Consignes
**A.** D'après le texte sur les régimes fossiles, quelle indemnisation Jaurès proposait-il d'accorder aux propriétaires des mines expropriés ?
**B.** Reproduisez sans modification l'extrait du texte sur les régimes fossiles qui commence par « Ce retour historique nous » et se poursuit jusqu'à « du XIXe siècle. ».

Texte

________________________

Vous comparez l’évolution des régimes fossiles dans plusieurs régions du monde depuis le début du XXe siècle pour illustrer comment des choix politiques ont pu modifier le mix énergétique et le régime de propriété du capital énergétique. En quoi ce retour historique fournit-il des motifs d’espoir quant à la possibilité d’une décroissance des énergies fossiles ? 

Ce retour historique nous montre l’existence de ruptures très fortes, notamment sur le plan de la propriété des actifs énergétiques. Les évènements du XXe siècle, de ce point de vue, auraient semblé complètement utopiques aux commentateurs du XIXe siècle.

Dès la fin du XIXe, des mouvements syndicalistes, socialistes, municipalistes veulent prendre le contrôle des mines. Jaurès fait une proposition pour exproprier les propriétaires des mines, en les indemnisant par un revenu équivalent à 2,5 fois le salaire moyen d’un mineur. Cette proposition ne va pas aboutir, mais l’expropriation va bien finir par avoir lieu dans les années 1945-1946 avec la socialisation des mines et de l’électricité. Des mesures similaires vont être prises en Angleterre, en Inde, aux États-Unis à des niveaux variés, avec expropriation partielle ou totale, et une compensation qui va varier selon les contextes politiques. Il est intéressant de constater qu’à ces moments de rupture, le législateur ne sait pas vraiment quelle est la « bonne » façon de placer l’énergie sous contrôle public. Des problèmes extrêmement complexes se posent : comment regrouper des centaines de sociétés de production d’électricité au sein d’un actif public unifié ? Sur quelle base indemniser les propriétaires ? Mais la volonté politique va permettre de trouver des solutions à tout cela. 

Plus généralement, dans les régimes fossiles, il y a des débats constants et extrêmement vifs sur la propriété. Aux États-Unis, Roosevelt se méfie des producteurs d’électricité et de la Standard Oil. Il va tenter de socialiser l’électricité, sans y parvenir complètement. Il va pousser pour une prise en charge de la production d’énergie par les communes, et s’intéresser au mouvement coopératif qui existe en Europe et dont il aimerait s’inspirer. Pour lui, tous ces moyens peuvent contribuer à faire un contrepoids au capitalisme, à contrôler le capital privé et à mieux l’encastrer dans la sphère sociale. À travers ces socialisations, il veut circonscrire une part essentielle de l’économie, en l’occurrence l’énergie, et la placer sous contrôle public.

________________________

Données fournies
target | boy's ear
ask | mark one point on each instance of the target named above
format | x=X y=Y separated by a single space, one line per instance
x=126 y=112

________________________

Réponses attendues
**A.** Un revenu équivalent à 2,5 fois le salaire moyen d'un mineur.

**B.**
Ce retour historique nous montre l’existence de ruptures très fortes, notamment sur le plan de la propriété des actifs énergétiques. Les évènements du XXe siècle, de ce point de vue, auraient semblé complètement utopiques aux commentateurs du XIXe siècle.